**Instruction A:** According to the email excerpt, which mechanism does the patch use to get a VM Exit when no interrupt window occurs for a specified amount of time?

**Page excerpt:**
On Thu, May 19, 2022 at 12:10:24AM +0000, Andrew Cooper wrote:
> On 17/05/2022 14:21, Roger Pau Monne wrote:
> > Under certain conditions guests can get the CPU stuck in an infinite
> > loop without the possibility of an interrupt window to occur.
> 
> instruction boundary.
> 
> It's trivial to create an infinite loop without an interrupt window :)
> 
> Also, I'd probably phrase that as an unbounded loop, because not all
> problem cases are truly infinite.
> 
> >   This
> > was the case with the scenarios described in XSA-156.
> 
> Case in point, both of these can be broken by something else (another
> vCPU, or coherent DMA write) editing the IDT and e.g. making the #AC/#DB
> vectors not present, which will yield #NP instead.
> 
> >
> > Make use of the Notify VM Exit mechanism, that will trigger a VM Exit
> > if no interrupt window occurs for a specified amount of time.  Note
> > that using the Notify VM Exit avoids having to trap #AC and #DB
> > exceptions, as Xen is guaranteed to get a VM Exit even if the guest
> > puts the CPU in a loop without an interrupt window, as such disable
> > the intercepts if the feature is available and enabled.

**Recorded data:**

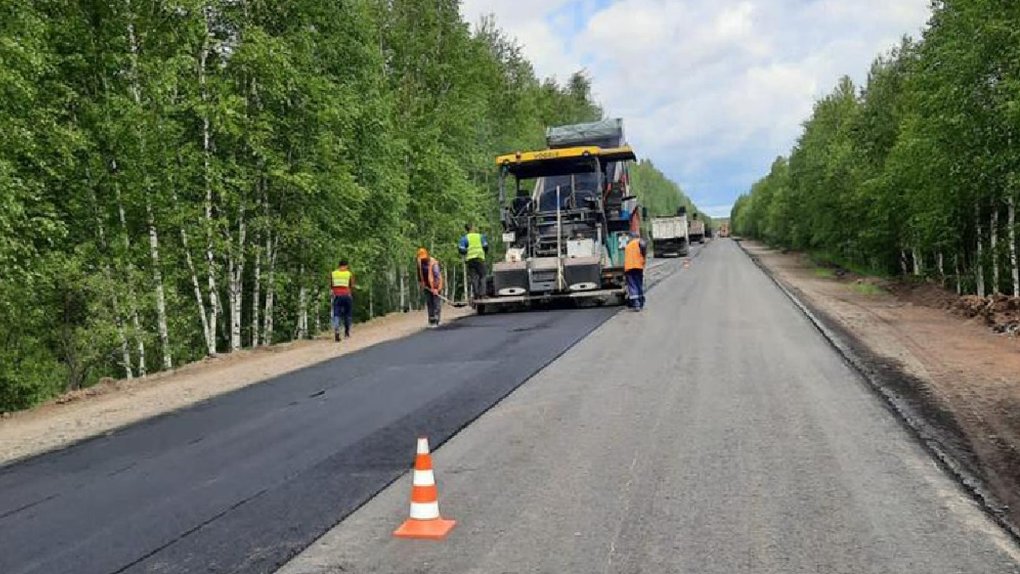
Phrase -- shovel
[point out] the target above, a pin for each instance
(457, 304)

...

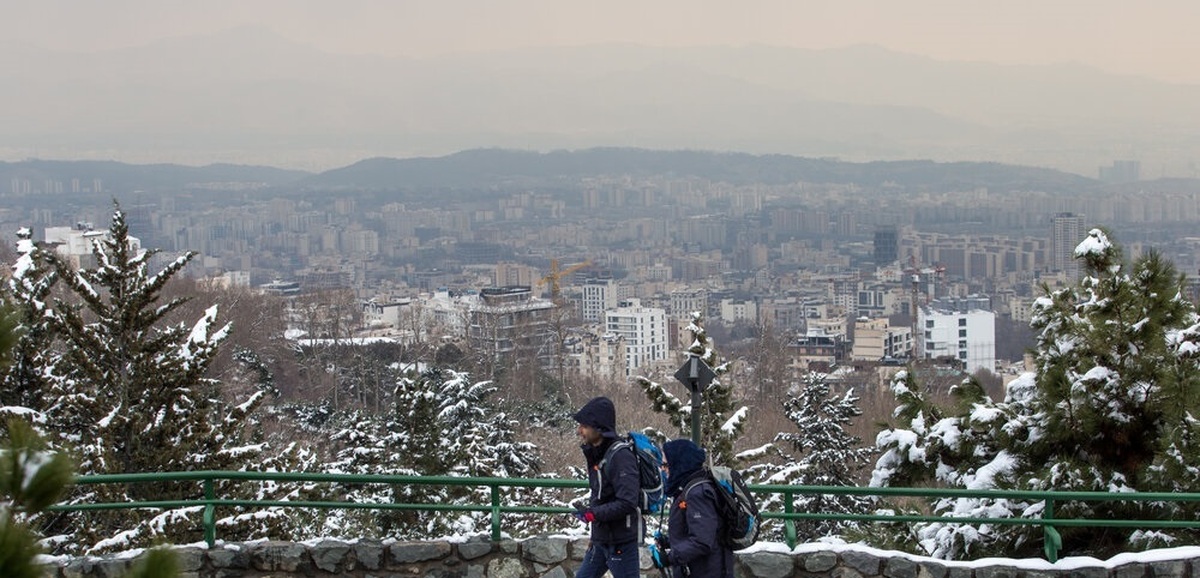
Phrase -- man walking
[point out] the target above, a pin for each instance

---

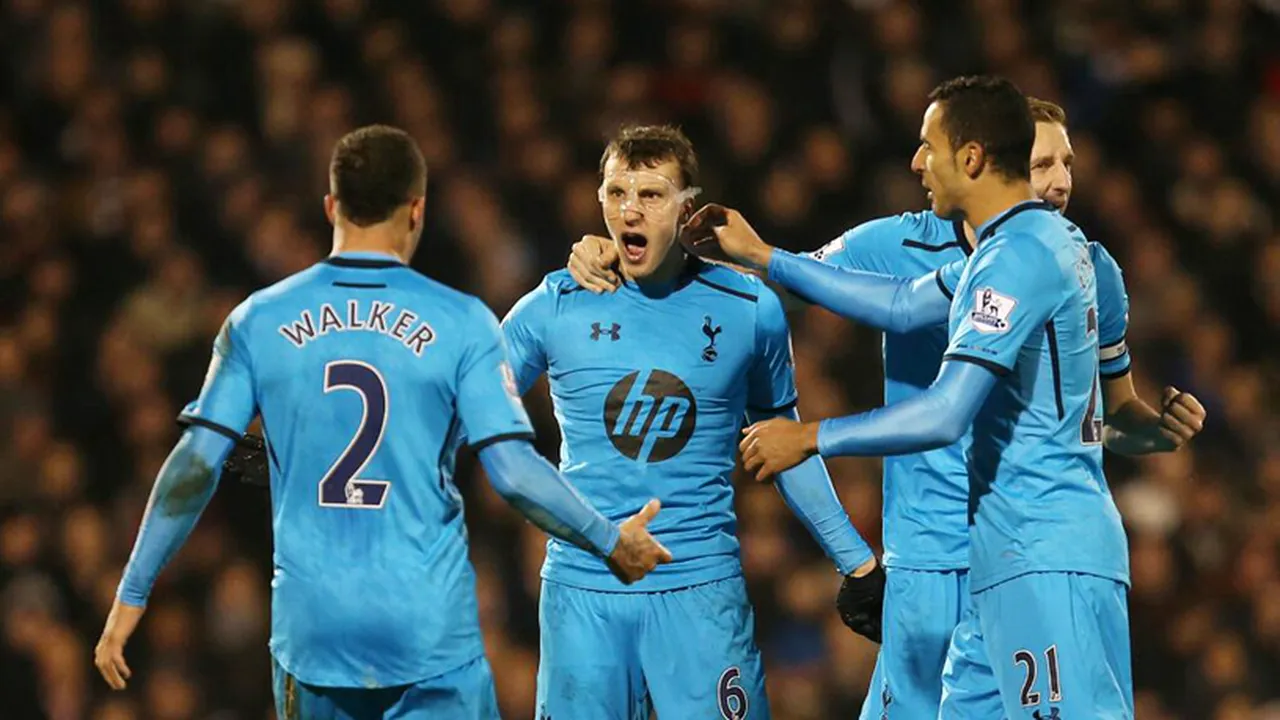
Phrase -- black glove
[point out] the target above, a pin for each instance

**Instruction B:** Identify every line in the listing that contains the string "Phrase", and copy each of those lines. Case counts.

**Expected answer A:** The Notify VM Exit mechanism.

**Expected answer B:**
Phrase -- shovel
Phrase -- man walking
Phrase -- black glove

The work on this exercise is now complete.